• _QUESTIONS_:
1. According to the workshop summary, what three key areas does Oli Doyle begin by discussing?
2. Reproduce verbatim the passage of the workshop summary from "Oli begins by" to "sitting with them.".

• _SOURCE PASSAGE_:
This afternoon I attended the Mindfulness Workshop run by Oli Doyle. The workshop was a practical expoloration of the role of Mindfulness in mental health services from brief to long term interventions.
The following is a snapshot of how the workshop went – overall it was a great combination of some theory with practical exercises that the room particpated in – it was a welcome moment from a hectic schedule and I think all participants (it was overflowing with many seated on the floor) found it extremely valuable.
Oli begins by discussing three key areas: thoughts, feelings and urges- he says mindfulness can help you deal skilfully with challenging times and thoughts.
He discusses the way people deal with stressful thoughts and painful thoughts and many times this is with self medication such as alcohol or tobacco or self harm etc…
Mindfulness can help empower people to change relationships with their thoughts feelings and urges. He discusses the use of a ‘grounding’ exercise which can be used in extreme situations of flight/fight. He explains that mindfulness is not about getting rid of unpleasant thoughts but experiencing them with openness not being scared by them – but sitting with them.
We all start with some simple breathing exercises being aware of our surroundings and breathing.

• _PROVIDED DATA_:
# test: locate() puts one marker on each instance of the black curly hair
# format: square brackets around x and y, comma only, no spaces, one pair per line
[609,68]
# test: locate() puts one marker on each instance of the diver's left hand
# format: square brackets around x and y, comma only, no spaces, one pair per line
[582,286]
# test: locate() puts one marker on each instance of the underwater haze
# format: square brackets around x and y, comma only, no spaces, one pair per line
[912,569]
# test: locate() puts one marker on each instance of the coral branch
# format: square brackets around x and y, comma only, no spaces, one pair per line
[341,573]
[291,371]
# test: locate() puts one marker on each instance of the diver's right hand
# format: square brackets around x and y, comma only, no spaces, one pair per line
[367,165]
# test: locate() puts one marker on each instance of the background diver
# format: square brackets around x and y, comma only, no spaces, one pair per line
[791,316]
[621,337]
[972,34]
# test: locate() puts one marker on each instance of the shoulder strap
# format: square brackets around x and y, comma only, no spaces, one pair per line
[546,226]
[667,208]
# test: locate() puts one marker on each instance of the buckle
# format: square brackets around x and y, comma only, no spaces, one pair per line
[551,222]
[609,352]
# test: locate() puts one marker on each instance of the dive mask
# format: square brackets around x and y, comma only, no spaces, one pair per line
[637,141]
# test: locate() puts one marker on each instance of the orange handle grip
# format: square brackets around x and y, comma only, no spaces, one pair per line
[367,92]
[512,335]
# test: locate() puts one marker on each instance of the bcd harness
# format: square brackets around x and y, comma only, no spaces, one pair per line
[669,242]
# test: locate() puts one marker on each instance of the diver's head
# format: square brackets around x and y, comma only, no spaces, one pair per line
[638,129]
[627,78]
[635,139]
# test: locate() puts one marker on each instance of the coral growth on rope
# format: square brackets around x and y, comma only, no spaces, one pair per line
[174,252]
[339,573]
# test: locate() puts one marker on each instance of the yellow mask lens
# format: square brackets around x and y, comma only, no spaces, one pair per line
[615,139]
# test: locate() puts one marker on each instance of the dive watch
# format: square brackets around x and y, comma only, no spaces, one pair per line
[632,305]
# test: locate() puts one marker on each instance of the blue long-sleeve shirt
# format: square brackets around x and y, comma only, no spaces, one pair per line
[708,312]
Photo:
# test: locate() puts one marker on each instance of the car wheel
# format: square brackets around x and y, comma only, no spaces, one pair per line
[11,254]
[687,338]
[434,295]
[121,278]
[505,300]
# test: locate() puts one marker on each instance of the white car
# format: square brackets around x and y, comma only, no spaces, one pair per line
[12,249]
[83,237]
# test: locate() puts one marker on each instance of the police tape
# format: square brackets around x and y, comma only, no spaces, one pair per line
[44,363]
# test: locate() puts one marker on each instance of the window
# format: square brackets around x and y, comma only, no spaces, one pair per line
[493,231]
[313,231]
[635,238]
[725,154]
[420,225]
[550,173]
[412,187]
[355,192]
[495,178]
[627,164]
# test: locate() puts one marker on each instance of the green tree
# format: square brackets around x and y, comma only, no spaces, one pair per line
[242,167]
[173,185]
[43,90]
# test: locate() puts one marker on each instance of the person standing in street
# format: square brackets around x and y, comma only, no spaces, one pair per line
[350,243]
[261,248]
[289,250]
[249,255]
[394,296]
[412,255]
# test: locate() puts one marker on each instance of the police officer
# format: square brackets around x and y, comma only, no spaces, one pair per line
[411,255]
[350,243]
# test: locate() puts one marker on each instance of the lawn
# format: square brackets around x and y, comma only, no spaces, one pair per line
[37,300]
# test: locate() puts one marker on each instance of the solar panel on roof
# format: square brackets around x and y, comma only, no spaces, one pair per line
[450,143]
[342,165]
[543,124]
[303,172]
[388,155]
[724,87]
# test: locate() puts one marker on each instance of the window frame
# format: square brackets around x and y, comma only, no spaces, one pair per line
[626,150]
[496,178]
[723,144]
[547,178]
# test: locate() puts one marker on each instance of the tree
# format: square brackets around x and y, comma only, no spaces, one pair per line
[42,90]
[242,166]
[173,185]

• _RESULTS OF THE TASKS_:
1. Thoughts, feelings and urges.

2.
Oli begins by discussing three key areas: thoughts, feelings and urges- he says mindfulness can help you deal skilfully with challenging times and thoughts.
He discusses the way people deal with stressful thoughts and painful thoughts and many times this is with self medication such as alcohol or tobacco or self harm etc…
Mindfulness can help empower people to change relationships with their thoughts feelings and urges. He discusses the use of a ‘grounding’ exercise which can be used in extreme situations of flight/fight. He explains that mindfulness is not about getting rid of unpleasant thoughts but experiencing them with openness not being scared by them – but sitting with them.